## Problem statement
Pick up the question-and-answer text on finding editor backup files with a bash script at the point where it ends, and continue it.

I have this simple bash script to check for ~ application/x-trash files within a directory and its subdirectories.

It works fine, but it echoes empty .~ too, which seems to be harmless but annoying. How do I avoid that?


cd '/var/www/html/mypath/'
for d in $(find '/var/www/html/mypath/' -maxdepth 6 -type d)

echo $d
for f in  $d'/'*.*~; 
    do  FILE=$f;
        echo 'file to be removed:  '$FILE

For a subdirectory dir, if there is not a ~ file into dir, at the terminal I get anyway:

file to be removed: /var/www/html/mypath/../../../dir/*.*~

2 Answers 2


Assuming you just want to find any file whose name matches either *~ or .*~ (these are usually backup files left behind by an editor), then this single find invocation will do that for you:

find /var/www/html/mypath/ -type f \( -name '*~' -o -name '.*~' \) -print 

You can insert a -maxdepth 6 in there if you think it makes sense:

find /var/www/html/mypath/ -maxdepth 6 -type f \( -name '*~' -o -name '.*~' \) -print 

To delete the found files, just add -delete to the end of the command.

## Excerpted records
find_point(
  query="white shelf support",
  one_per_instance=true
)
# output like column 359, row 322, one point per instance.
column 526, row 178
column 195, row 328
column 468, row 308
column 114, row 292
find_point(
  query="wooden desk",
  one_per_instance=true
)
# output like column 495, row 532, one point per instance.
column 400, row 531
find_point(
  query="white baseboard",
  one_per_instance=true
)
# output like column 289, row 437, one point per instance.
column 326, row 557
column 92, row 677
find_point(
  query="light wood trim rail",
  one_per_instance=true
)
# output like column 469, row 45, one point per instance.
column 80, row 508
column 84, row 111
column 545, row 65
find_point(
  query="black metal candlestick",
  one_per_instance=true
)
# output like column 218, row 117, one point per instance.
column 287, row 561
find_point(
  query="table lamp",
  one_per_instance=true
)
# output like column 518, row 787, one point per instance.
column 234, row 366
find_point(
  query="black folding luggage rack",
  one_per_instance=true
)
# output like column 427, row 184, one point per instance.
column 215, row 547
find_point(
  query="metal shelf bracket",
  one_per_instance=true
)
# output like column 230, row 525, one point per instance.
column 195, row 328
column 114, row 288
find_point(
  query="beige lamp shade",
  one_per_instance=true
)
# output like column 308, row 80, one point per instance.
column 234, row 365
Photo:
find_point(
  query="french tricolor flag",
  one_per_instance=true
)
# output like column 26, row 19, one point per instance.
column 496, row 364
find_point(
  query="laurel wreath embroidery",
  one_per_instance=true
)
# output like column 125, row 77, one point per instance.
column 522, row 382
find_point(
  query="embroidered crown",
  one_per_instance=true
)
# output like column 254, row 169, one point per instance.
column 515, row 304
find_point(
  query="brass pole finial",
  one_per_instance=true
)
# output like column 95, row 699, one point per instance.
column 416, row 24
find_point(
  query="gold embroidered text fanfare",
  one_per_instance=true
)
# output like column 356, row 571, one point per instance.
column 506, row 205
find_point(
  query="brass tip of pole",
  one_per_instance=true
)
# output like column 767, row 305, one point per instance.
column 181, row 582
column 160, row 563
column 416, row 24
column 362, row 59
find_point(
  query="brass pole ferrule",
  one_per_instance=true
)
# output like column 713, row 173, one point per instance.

## Answer to the task
When the shell can not expand a filename globbing pattern to a list of names, it is retained as an unexpanded pattern. This is why you get the result you get with your code.

  • Yes, thanks. Do you happen to know if there is a way to fix my code too, say something like: for f in $d'/'\( -name '*~' -o -name '.*~' \);?
    – mario
    Aug 19, 2017 at 20:06
  • @mario The find in my answer replaces the two for loops in your code, thereby fixing it. For your second loop to ignore printing unexpanded patterns, you would have to compare the value of $FILE to that of the pattern for equality, and also make sure there is no file with that name.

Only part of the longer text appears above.